● Given instruction A
Which states does the piece below on the Colorado River name as part of the Colorado River Basin?
● Given instruction B
How would you render this sentence from the piece below on the Colorado River in Spanish: "This isn’t the first “mega-drought” for the Colorado River Basin, and won’t be the last."?

● Passage shown
#####

Or so we seem to be told. CNN recently reported that the mighty Colorado River has lost TEN TRILLION gallons of water!
Shocking! Lost! Where did all that water go? The headline tells us it is enough to completely fill up Lake Mead, the poster child for “global warming” or manmade “climate change” (or to use the new in term, “climate collapse”). Incredible? Did someone steal it? Is that a result of government corruption? Perhaps the FedGov’s Bureau of Reclamation or its US Army Corps of Engineers “accidentally” gave all that water to China or even Ukraine?
No! We are told by CNN that it was lost “due to warming temperatures.”
Aha! Is the mystery solved? Did all that water just evaporate into the air because it is too hot? Is that bad? Unnatural? Due to poor government (or even private) management? Did the water not only evaporate (that is, become a gas rather than a liquid) but actually disassociate: become separate hydrogen and oxygen molecules? Did the hydrogen actually then drift out into space?
If fact, government and MSM and others blame it all on manmade global warming (MMGW).
The article does admit that poster child Lake Mead actually rose more than 40 feet in level due to the 2022-2023 winter precipatation. Since the lake is roughly about 150,000 acres, that was about 40 million acre-feet (the normal unit of measure for large quantities of water). Since an acre-foot is 43,560 cubic feet, and there are 7.48 gallons of water in a cubic foot, that is 13 trillion gallons! (Apologies to the math-challenged, if any, reading this. 13 trillion is a lot more than 10 trillion. Really.)
And it turns out that 10 trillion gallons claimed is over ten years. This is a very long-term scam or theft, it seems. But we also point out that the headline is also wrong: 10T is almost certainly NOT enough to totally fill Lake Mead. Since its current level is still dozens of feet below “full.” And the more a reservoir fills, the larger the surface area.
We also point out that the average American family uses 300 gallons a day; 110,000 gallons per year. A city of 100,000
The truth is:
The Colorado River Basin has been in a drought, as even Wikipedia states. During the period from 2020 to 2023, there was a lot less precipitation than usual (and most of the Basin doesn’t get much in good times). At the same time, higher-than-average temperatures have increased the evaporation rate. From lakes and streams and especially from lawns and ditches and cropland. And evapotranspiration (that is water lost from the leaves and other parts of plants) has remained steady. From forests and crops and grass and even weeds. Supposedly, this is a “mega-drought.”
This isn’t the first “mega-drought” for the Colorado River Basin, and won’t be the last. It also probably is not the biggest or worst. The drought back in the 1100s and 1200s (AD) probably was much worse, and certainly contributed to or even caused the collapse of one or more civilizations. And literally untold misery and premature deaths. There seems to have been another one in the 1830s. Such droughts are actually fairly frequent in the last 5,000 or so years, according to tree rings, records, and observation of erosion and sedimentation. They are caused by terrain, by weather patterns such as La Nina and El Nino, by variations in solar radiation, and even by volcanic action and erosion.
FYI: the Colorado River Basin includes the States of Wyoming, Colorado, New Mexico, Utah, Arizona, Nevada, and California: parts of all of those. Vast quantities of the water which flows down the Colorado from the mountains and deserts of western Colorado, southwestern Wyoming, and a third or more of Utah and parts of NW New Mexico are provided to huge urban areas. Those include Las Vegas, Los Angeles, San Diego, and the huge metropolises of southern Arizona, like Phoenix, Tempe, and Tucson. And apparently some of that water is shipped in hay and other products to Saudi Arabia! The Colorado River also is a source of water for two Mexican States: Baja California del Norte and Sonora. At least when there is any left.

#####

● Excerpted data
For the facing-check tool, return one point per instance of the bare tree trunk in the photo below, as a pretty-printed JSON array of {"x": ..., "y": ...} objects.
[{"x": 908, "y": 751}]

#####

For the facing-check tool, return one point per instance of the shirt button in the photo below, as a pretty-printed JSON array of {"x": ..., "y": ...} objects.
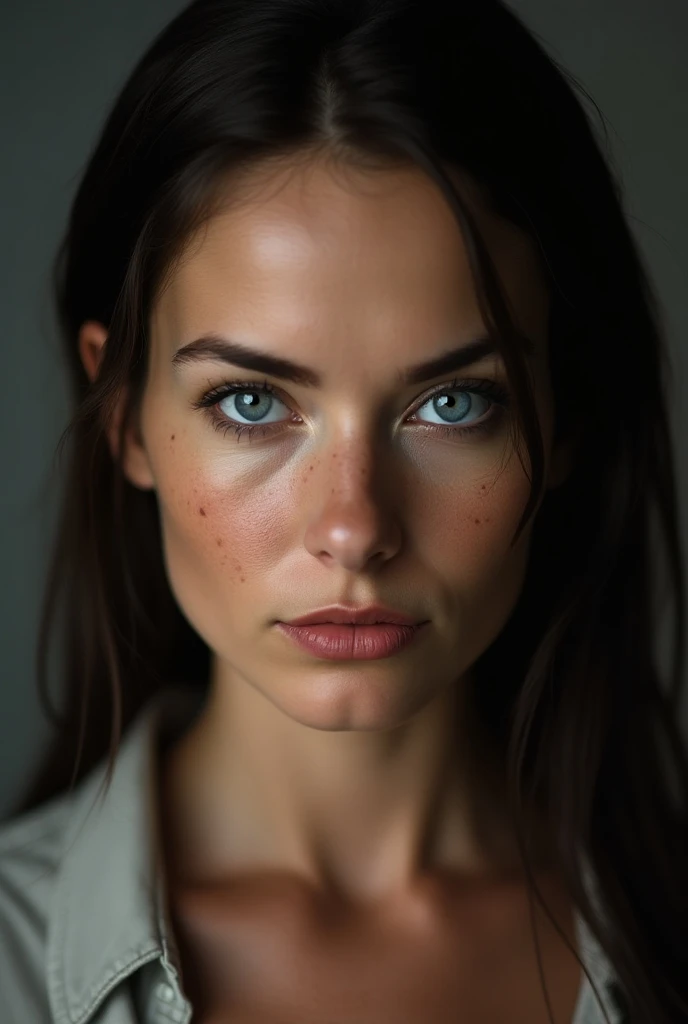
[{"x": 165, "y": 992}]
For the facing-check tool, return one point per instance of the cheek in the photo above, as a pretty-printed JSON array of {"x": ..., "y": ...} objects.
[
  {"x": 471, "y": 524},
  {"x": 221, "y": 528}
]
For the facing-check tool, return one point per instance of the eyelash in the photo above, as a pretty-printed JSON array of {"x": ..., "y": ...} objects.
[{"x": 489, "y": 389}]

#####

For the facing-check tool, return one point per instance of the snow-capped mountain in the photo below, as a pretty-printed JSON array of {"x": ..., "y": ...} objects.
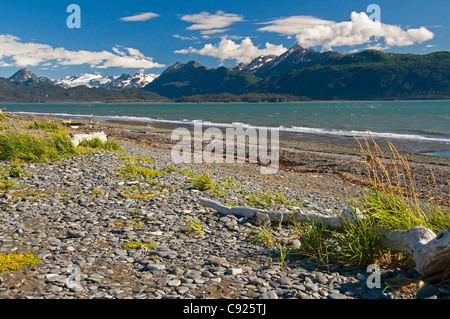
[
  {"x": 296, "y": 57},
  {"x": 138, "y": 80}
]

#####

● Final answer A
Wyoming, Colorado, New Mexico, Utah, Arizona, Nevada, California

● Final answer B
Esta no es la primera «megasequía» de la cuenca del río Colorado, y no será la última.